* **TASK GOAL**: From the records below, pull out every line that contains the word "parchment" and copy each one in full.

--- begin TASK DATA ---

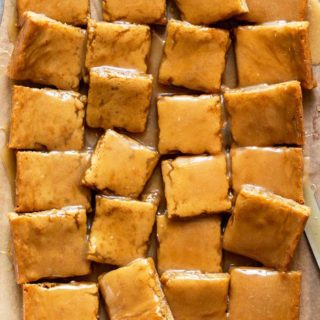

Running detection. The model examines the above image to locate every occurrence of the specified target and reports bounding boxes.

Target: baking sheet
[0,0,320,320]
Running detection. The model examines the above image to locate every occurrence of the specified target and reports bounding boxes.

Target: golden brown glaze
[240,0,308,23]
[88,196,157,266]
[162,154,231,218]
[223,186,310,270]
[83,130,159,197]
[99,258,173,320]
[8,12,85,90]
[9,207,90,284]
[17,0,89,25]
[175,0,248,24]
[161,271,230,320]
[235,22,316,89]
[158,95,222,154]
[9,86,87,150]
[15,151,91,212]
[159,20,230,92]
[229,268,301,320]
[87,67,153,132]
[231,147,304,203]
[86,20,151,72]
[157,215,222,273]
[22,282,99,320]
[224,81,304,147]
[103,0,167,24]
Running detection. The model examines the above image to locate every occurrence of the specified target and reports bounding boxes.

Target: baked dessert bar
[8,12,85,90]
[159,19,230,93]
[161,270,230,320]
[229,268,301,320]
[9,86,87,150]
[162,154,231,218]
[157,215,222,273]
[9,207,90,284]
[224,81,304,147]
[15,151,91,212]
[83,130,159,197]
[231,147,304,203]
[86,67,153,132]
[223,185,310,270]
[17,0,89,25]
[88,196,158,266]
[158,95,222,154]
[22,282,99,320]
[235,22,316,89]
[103,0,167,24]
[175,0,248,24]
[86,20,151,72]
[240,0,308,23]
[99,258,173,320]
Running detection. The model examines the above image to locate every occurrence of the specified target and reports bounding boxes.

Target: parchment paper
[0,0,320,320]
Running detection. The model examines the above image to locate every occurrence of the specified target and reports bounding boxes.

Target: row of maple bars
[9,1,314,320]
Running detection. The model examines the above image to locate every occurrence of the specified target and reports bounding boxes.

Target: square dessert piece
[22,282,99,320]
[157,215,222,273]
[158,95,222,154]
[17,0,89,25]
[9,86,87,150]
[235,21,316,89]
[162,154,231,218]
[99,258,173,320]
[8,12,86,90]
[224,81,304,146]
[231,147,304,203]
[86,20,151,72]
[161,270,230,320]
[175,0,248,24]
[88,196,158,266]
[223,185,310,270]
[87,67,153,132]
[83,130,159,197]
[15,151,91,212]
[159,20,230,92]
[239,0,308,23]
[229,268,301,320]
[9,207,90,283]
[103,0,167,24]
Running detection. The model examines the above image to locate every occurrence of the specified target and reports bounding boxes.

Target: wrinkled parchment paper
[0,0,320,320]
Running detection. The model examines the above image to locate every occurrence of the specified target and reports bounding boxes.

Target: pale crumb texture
[8,12,85,90]
[159,20,230,93]
[9,86,86,150]
[240,0,308,23]
[235,21,316,89]
[224,81,304,147]
[88,196,157,266]
[15,151,91,212]
[175,0,248,24]
[223,186,310,270]
[86,67,153,133]
[231,147,304,203]
[99,258,173,320]
[83,130,159,197]
[103,0,167,24]
[158,95,222,154]
[22,282,99,320]
[162,154,231,218]
[157,215,222,273]
[9,208,90,284]
[86,20,151,72]
[229,268,301,320]
[17,0,89,25]
[161,271,230,320]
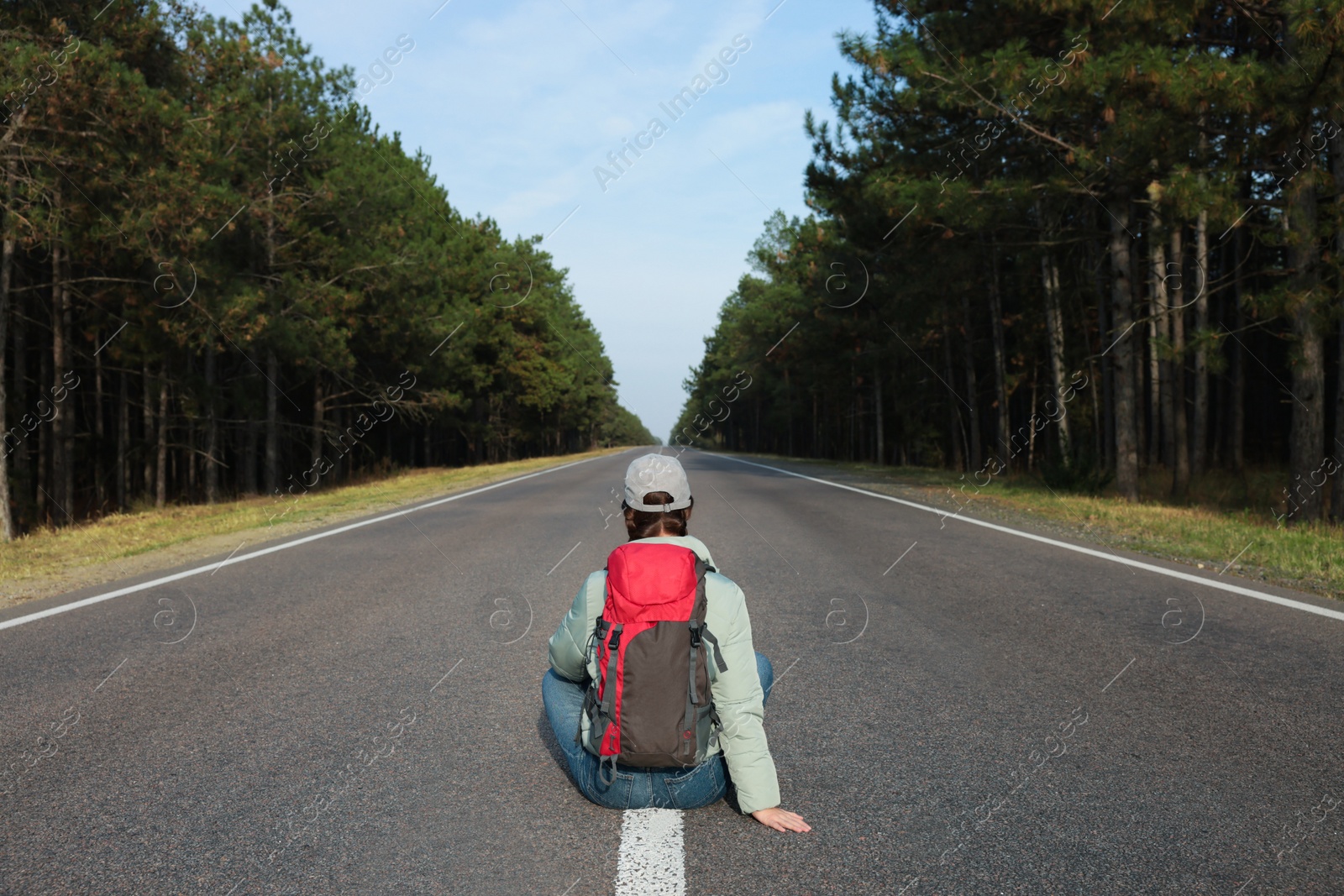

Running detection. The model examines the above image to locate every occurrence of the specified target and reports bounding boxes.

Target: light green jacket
[551,536,780,813]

--- end TASK DATA ---

* **EXERCISE RESPONSE**:
Target: parchment paper
Target: wrinkled parchment paper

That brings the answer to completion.